TEXT SECTION »

This model employs Grouped Query Attention to efficiently handle its large context window, providing robust performance in generating and understanding code across a wide variety of languages and applications.
Use Cases
Intended Use
StarCoder2-15B is designed for various programming and coding tasks, making it an ideal tool for software developers and researchers. Potential use cases include:
Code Completion: Assisting developers by predicting the next part of the code.
Code Generation: Generating code snippets based on given prompts or partial code.
Limitations
The model is not intended for instruction-based tasks, such as "Write a function that computes the square root." It performs best when given partial code or specific programming tasks rather than general commands.
Evaluation and Benchmark Results
StarCoder2-15B has demonstrated superior performance across various code-related benchmarks:
Outperforms other models of similar size, such as CodeLlama-13B, and matches or exceeds the performance of larger models like CodeLlama-34B.
Excels in low-resource programming languages and tasks requiring mathematical reasoning and code execution understanding.

INFORMATION SUPPLIED »
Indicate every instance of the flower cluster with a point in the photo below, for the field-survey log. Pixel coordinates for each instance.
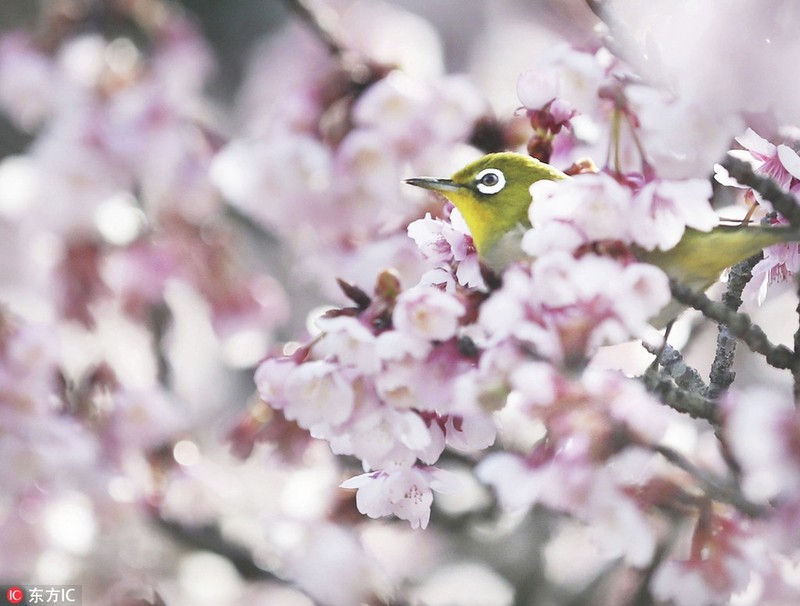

STATED TASK » In the StarCoder2-15B overview, which attention technique does the model use to handle its large context window?

TASK SOLUTION » Grouped Query Attention.